(Pointing and labeling entries)
┌──
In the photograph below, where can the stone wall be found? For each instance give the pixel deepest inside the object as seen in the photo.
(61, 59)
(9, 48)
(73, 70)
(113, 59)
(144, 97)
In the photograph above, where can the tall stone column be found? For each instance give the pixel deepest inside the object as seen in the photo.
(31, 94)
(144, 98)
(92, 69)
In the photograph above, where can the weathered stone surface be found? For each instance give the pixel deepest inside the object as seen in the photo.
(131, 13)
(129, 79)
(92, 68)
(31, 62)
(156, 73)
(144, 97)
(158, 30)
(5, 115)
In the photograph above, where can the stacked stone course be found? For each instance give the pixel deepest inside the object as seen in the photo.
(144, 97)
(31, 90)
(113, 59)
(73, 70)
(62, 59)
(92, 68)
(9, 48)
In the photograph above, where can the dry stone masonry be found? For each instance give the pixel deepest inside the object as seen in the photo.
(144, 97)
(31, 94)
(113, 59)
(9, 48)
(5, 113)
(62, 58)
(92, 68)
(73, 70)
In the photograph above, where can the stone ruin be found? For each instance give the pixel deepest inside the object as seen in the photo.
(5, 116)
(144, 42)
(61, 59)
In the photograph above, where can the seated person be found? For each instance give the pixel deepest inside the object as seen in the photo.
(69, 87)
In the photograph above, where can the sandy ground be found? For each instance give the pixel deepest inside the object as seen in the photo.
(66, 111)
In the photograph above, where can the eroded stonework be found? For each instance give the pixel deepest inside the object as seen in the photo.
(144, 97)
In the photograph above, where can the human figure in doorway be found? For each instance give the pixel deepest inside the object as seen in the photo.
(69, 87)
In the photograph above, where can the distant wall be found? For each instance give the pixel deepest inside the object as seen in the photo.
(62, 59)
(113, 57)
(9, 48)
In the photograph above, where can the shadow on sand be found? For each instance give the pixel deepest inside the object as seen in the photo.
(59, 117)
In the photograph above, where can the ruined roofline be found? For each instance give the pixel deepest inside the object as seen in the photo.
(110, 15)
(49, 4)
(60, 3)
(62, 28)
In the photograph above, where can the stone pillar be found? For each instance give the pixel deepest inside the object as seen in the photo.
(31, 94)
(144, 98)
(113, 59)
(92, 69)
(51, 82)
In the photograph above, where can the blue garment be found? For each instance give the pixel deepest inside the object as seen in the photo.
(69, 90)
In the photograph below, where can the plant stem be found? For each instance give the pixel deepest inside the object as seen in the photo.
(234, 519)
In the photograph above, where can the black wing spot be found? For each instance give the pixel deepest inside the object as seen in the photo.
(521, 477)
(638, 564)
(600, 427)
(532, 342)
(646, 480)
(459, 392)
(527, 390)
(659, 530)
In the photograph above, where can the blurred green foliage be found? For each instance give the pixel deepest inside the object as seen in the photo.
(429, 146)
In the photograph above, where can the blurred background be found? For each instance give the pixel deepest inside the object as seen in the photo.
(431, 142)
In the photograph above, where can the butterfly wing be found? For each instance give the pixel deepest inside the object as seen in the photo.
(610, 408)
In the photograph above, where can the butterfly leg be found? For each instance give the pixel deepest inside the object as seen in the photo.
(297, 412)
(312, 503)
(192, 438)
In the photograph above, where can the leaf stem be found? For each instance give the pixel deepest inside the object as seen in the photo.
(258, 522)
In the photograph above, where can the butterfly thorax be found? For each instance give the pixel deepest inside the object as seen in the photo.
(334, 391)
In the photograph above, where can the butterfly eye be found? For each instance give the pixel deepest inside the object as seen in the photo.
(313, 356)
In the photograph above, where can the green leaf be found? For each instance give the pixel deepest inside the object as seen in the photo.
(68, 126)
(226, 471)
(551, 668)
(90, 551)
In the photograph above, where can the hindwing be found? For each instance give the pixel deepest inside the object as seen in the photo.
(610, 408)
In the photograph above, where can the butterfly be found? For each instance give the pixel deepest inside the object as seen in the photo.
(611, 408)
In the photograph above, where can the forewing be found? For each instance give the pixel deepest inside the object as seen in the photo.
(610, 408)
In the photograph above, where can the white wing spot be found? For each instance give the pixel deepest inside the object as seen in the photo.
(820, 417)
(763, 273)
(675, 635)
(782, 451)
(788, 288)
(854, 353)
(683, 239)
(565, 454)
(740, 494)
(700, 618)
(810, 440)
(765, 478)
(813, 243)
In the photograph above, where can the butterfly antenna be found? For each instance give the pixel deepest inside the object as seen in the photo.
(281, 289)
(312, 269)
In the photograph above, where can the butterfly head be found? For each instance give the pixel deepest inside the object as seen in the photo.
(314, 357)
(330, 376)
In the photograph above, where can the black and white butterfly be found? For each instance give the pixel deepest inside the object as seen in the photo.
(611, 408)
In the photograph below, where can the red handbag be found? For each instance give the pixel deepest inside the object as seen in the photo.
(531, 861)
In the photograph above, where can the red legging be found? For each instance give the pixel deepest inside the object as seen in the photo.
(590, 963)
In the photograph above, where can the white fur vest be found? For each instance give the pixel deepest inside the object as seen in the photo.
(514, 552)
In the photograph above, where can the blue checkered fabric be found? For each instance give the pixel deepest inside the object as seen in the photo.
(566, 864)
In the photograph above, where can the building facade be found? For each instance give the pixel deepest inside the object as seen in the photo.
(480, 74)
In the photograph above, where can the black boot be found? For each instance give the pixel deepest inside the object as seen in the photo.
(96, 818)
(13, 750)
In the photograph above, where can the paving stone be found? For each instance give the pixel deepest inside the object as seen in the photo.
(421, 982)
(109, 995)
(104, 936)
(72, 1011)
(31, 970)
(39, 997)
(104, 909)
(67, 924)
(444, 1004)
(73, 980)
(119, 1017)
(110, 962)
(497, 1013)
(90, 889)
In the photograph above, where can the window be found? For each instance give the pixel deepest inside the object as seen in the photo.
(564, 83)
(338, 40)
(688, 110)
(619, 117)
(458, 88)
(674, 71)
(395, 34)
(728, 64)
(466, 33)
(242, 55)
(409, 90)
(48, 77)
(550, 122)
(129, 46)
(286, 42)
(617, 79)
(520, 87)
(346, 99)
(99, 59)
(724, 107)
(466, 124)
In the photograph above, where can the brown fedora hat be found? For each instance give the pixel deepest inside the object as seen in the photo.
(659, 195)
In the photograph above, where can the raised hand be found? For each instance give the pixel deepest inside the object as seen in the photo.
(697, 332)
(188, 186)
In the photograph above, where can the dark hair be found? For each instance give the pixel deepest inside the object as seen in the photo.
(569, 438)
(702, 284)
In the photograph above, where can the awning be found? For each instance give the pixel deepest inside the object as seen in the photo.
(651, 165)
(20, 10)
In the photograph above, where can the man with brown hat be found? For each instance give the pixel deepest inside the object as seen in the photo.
└──
YOUR TASK:
Give back all the data exactly as written.

RESULT FOR THIS TASK:
In the photograph below, where can the stone wall be found? For each instance give the pixel deepest inside the object as seen in the photo.
(61, 59)
(9, 48)
(73, 70)
(113, 59)
(144, 97)
In the photograph above, where can the tall stone column be found? For each instance give the pixel deepest inside the object as seen in the photo.
(31, 94)
(144, 98)
(92, 69)
In the photograph above, where can the weathered stone surface be found? For each instance give the pixel deepest inside the object as seen in the photo.
(131, 13)
(129, 79)
(92, 68)
(31, 62)
(156, 73)
(144, 97)
(158, 30)
(5, 115)
In the photograph above, where can the stacked stone course be found? For each instance give the pixel deepest inside the object as seen in the photo.
(144, 97)
(31, 90)
(113, 59)
(73, 70)
(62, 59)
(92, 68)
(9, 48)
In the photograph above, where can the dry stone masonry be found? For each instance give the pixel deepest inside the object as seen in the photo.
(144, 97)
(31, 94)
(113, 59)
(9, 48)
(5, 113)
(62, 58)
(92, 68)
(73, 70)
In the photograph above, where can the stone ruin be found? For each instance give the pixel deepest inside the object as seen in the photo.
(5, 116)
(144, 42)
(61, 59)
In the photograph above, where can the seated person be found? For each instance give the pixel deepest inside the object as seen in the photo.
(69, 87)
In the photograph above, where can the sandy ground be found? For each instance give the pixel deepest inside the object as seen in the photo.
(66, 111)
In the photograph above, where can the eroded stonework be found? For each instance give the pixel deepest inside the object as seen in the photo.
(144, 97)
In the photograph above, where can the human figure in doorway be found? For each instance give the pixel deepest inside the object as seen in the photo.
(69, 87)
In the photograph above, where can the distant wall be found? For each instance give the pixel deepest inside the object as seen in the photo.
(62, 59)
(113, 57)
(9, 48)
In the photograph above, where can the shadow on sand be found? For each instance give the pixel deepest inside the object as seen in the photo.
(59, 117)
In the photograph above, where can the ruined roofline be found? For each instance give the pixel deepest inside the object as seen in the photo.
(110, 15)
(49, 4)
(60, 3)
(62, 28)
In the photograph above, where can the stone pillar be found? For each instance give the pixel deepest inside the object as seen in the photo.
(31, 94)
(144, 98)
(113, 59)
(92, 69)
(51, 82)
In the photograph above, where can the blue garment be found? For each instance give the pixel deepest inside the object as seen in the photo.
(69, 90)
In the photograph below, where can the plant stem be found? For each instance give the pixel deepest inside the object as seen in the photo.
(234, 519)
In the photograph above, where can the black wing spot be found? For each instance give the pixel deepest inside the object as seen in the photo.
(521, 477)
(638, 564)
(600, 427)
(532, 342)
(646, 480)
(459, 392)
(527, 390)
(659, 530)
In the photograph above, where can the blurred green foliage be found? For each instance give the pixel deepest inside the object as seen in the photo.
(429, 146)
In the photograph above, where can the blurred background be found? For each instance give the pixel deepest inside the object as seen in the photo.
(431, 142)
In the photograph above, where can the butterfly wing be found? For each instance give the pixel deepest inside the object as seen in the photo.
(610, 408)
In the photograph above, where can the butterfly leg be found? For each instance give the pixel deepest inside the object as seen in the photo.
(297, 412)
(312, 503)
(192, 438)
In the photograph above, where can the leaf stem be found? For each instance give the pixel deepest inside the object as seen in the photo.
(258, 522)
In the photograph above, where can the butterfly thorax be found? For each instance give the pixel deepest inside the object as seen in the photo.
(334, 391)
In the photograph above, where can the butterfly eye be found? For each instance give the pixel deepest inside the object as seen in the photo.
(313, 356)
In the photograph above, where can the green leaf be found? For each instance give the pixel deepest inside the object as seen in the photo.
(68, 126)
(226, 471)
(551, 668)
(90, 551)
In the photograph above, where can the hindwing be found? For each instance give the pixel deepest inside the object as seen in the photo.
(610, 408)
In the photograph above, where can the butterfly be found? For each instance give the pixel deepest inside the object as seen in the photo.
(611, 408)
In the photograph above, where can the forewing be found? For each instance give the pixel deepest inside the object as seen in the photo.
(610, 408)
In the photograph above, where can the white wing spot be found? For each instance give the pixel deepest inside the object as seen in the photo.
(820, 417)
(763, 273)
(675, 635)
(782, 451)
(788, 288)
(854, 353)
(683, 239)
(565, 454)
(740, 494)
(700, 618)
(810, 440)
(765, 478)
(813, 243)
In the photograph above, where can the butterfly antenna be found? For each instance give the pixel deepest inside the object as seen in the photo.
(281, 289)
(312, 269)
In the photograph above, where can the butterfly head be found? For each instance give the pixel deepest inside the object as seen in the photo.
(314, 357)
(330, 376)
In the photograph above, where can the black and white butterfly be found? For each instance give the pixel deepest inside the object as seen in the photo.
(611, 408)
In the photograph below, where can the red handbag be found? For each instance give the pixel deepest inside the object as seen in the photo.
(531, 861)
In the photograph above, where can the red legging be found? For each instance give the pixel deepest inside the object as seen in the photo.
(590, 963)
In the photograph above, where can the white fur vest be found? For each instance give the pixel deepest inside the object as seen in the photo.
(514, 552)
In the photograph above, where can the blue checkered fabric be found? For each instance give the pixel deepest inside the object as seen in the photo.
(566, 864)
In the photograph above, where can the building facade be found? For each instance give the pixel deepest inside the object as seen in the photo.
(480, 74)
In the photograph above, where can the black boot be found? For each instance give the pixel deepest inside the object as seen in the photo.
(96, 818)
(13, 750)
In the photograph above, where can the paving stone be found? For each instance give the pixel deepest inside the object as seen in the photo.
(421, 982)
(109, 995)
(104, 936)
(72, 1011)
(31, 970)
(39, 997)
(104, 909)
(67, 924)
(444, 1004)
(73, 980)
(119, 1017)
(110, 962)
(497, 1013)
(90, 889)
In the photograph above, where can the window be found? For each instance give the pixel deepest inside the object as seen in the photo.
(564, 83)
(338, 40)
(688, 110)
(619, 117)
(458, 88)
(674, 71)
(395, 34)
(728, 64)
(466, 33)
(242, 55)
(409, 90)
(48, 77)
(550, 122)
(129, 46)
(286, 42)
(617, 79)
(520, 87)
(346, 99)
(99, 59)
(724, 107)
(466, 124)
In the photograph above, where can the brown fedora hat be found? For each instance give the pixel deepest inside the object as seen in the photo.
(659, 195)
In the photograph above, where can the raised hand be found? For each instance give the pixel deepest inside the object as seen in the photo.
(697, 332)
(188, 186)
In the photograph above, where can the dark hair be found? For each instance give the pixel deepest inside the object as seen in the photo.
(569, 438)
(702, 284)
In the photograph above, where can the awning be found? For each instance give the pixel deepest inside the object as seen in the photo.
(651, 165)
(20, 10)
In the photograph above, where can the man with brown hat be found? For each instance give the pixel deepest inside the object as seen in the photo.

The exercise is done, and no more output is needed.